DESCRIPTION OF THE TASK:
What you return must be the complete listing, unchanged.

PROVIDED RECORDS:
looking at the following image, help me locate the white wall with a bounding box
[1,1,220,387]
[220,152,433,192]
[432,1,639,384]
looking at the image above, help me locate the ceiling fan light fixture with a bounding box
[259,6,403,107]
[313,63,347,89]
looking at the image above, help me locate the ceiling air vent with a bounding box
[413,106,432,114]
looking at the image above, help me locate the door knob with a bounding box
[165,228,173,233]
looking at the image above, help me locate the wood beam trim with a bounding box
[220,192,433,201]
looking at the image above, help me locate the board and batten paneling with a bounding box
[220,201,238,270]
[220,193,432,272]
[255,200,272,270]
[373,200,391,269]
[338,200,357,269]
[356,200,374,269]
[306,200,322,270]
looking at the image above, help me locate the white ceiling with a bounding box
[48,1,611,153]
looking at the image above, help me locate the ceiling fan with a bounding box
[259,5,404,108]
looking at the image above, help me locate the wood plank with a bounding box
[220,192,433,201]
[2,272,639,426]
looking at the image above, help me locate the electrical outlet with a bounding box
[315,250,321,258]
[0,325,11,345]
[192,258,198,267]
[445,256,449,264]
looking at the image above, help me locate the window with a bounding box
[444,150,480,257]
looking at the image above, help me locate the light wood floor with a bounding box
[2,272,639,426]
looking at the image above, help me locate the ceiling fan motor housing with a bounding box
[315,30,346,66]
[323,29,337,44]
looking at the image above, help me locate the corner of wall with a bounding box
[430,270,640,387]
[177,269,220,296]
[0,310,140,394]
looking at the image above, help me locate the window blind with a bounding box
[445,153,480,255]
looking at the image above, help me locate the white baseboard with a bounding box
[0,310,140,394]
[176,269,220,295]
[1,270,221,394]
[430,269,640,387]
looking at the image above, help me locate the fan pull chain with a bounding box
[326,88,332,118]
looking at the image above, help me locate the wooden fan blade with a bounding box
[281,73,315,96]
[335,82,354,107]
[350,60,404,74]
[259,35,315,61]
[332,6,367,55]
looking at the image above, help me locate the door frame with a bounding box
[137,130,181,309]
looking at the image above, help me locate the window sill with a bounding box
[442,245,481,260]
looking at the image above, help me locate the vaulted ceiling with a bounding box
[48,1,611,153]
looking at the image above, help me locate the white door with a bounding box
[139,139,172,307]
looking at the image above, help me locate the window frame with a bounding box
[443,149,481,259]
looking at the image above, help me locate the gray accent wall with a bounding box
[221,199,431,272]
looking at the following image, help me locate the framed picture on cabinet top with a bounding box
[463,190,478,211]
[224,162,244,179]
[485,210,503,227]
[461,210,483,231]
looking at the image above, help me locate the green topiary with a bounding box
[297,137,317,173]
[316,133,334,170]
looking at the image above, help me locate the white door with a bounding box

RESPONSE BELOW:
looking at the following image, help me locate the white wall with a bounding box
[1,1,220,387]
[220,152,433,192]
[432,1,639,384]
looking at the image above, help me locate the ceiling fan light fixture with a bounding box
[259,6,403,107]
[313,63,347,89]
looking at the image above, help me locate the ceiling air vent with a bounding box
[413,106,432,114]
looking at the image above, help me locate the door knob with a bounding box
[165,228,173,233]
looking at the image above, help me locate the wood beam trim with a bounding box
[220,192,433,201]
looking at the image above, help me locate the board and batten paneling with a bounding box
[220,201,238,270]
[220,193,432,272]
[255,200,272,270]
[373,200,391,269]
[338,200,357,269]
[356,200,374,269]
[306,200,322,270]
looking at the image above, help me locate the white ceiling with a bounding box
[48,1,611,153]
looking at the image above, help me locate the ceiling fan with a bounding box
[259,5,404,108]
looking at the image above, help me locate the wood plank with a bounding box
[220,192,433,201]
[2,272,639,426]
looking at the image above, help me locate the electrical outlet with a bounding box
[315,250,321,258]
[0,325,11,345]
[192,258,198,267]
[445,256,449,264]
looking at the image above, help me locate the window with a bounding box
[444,150,480,257]
looking at the image above, help me locate the light wood floor with a bounding box
[2,272,639,426]
looking at the image above, help me locate the ceiling fan motor housing with a bounding box
[315,30,346,66]
[323,29,337,44]
looking at the image above, help me locate the corner of wall with a bounding box
[430,270,640,387]
[177,269,220,296]
[0,310,140,394]
looking at the image above, help me locate the window blind with a bounding box
[445,153,480,255]
looking at the image above, help me locate the white baseboard with a bounding box
[0,310,140,394]
[176,269,220,295]
[1,270,221,394]
[430,269,640,387]
looking at the image above, help me locate the fan pull chain with a bounding box
[326,88,332,118]
looking at the image above, help me locate the wooden fan blade with a bounding box
[281,73,315,96]
[335,82,354,107]
[350,60,404,74]
[259,35,315,61]
[332,6,367,55]
looking at the image above, help me locate the door frame with a bounding box
[137,130,181,309]
looking at the image above, help me locate the window sill with a bounding box
[442,245,481,260]
looking at the image above, help me locate the vaulted ceiling with a bounding box
[48,1,611,153]
looking at the image above, help me locate the white door with a bounding box
[139,139,172,307]
looking at the image above, help me locate the window frame with a bounding box
[443,149,481,259]
looking at the image above, help me locate the gray accent wall with a bounding box
[221,199,431,272]
looking at the following image, help me locate the framed picture on cabinet top with a bounding box
[463,190,478,211]
[224,162,244,179]
[485,210,503,227]
[461,210,483,231]
looking at the image above, help me locate the green topiary with a bounding box
[297,137,317,173]
[316,133,334,170]
looking at the image above, help me locate the white door with a bounding box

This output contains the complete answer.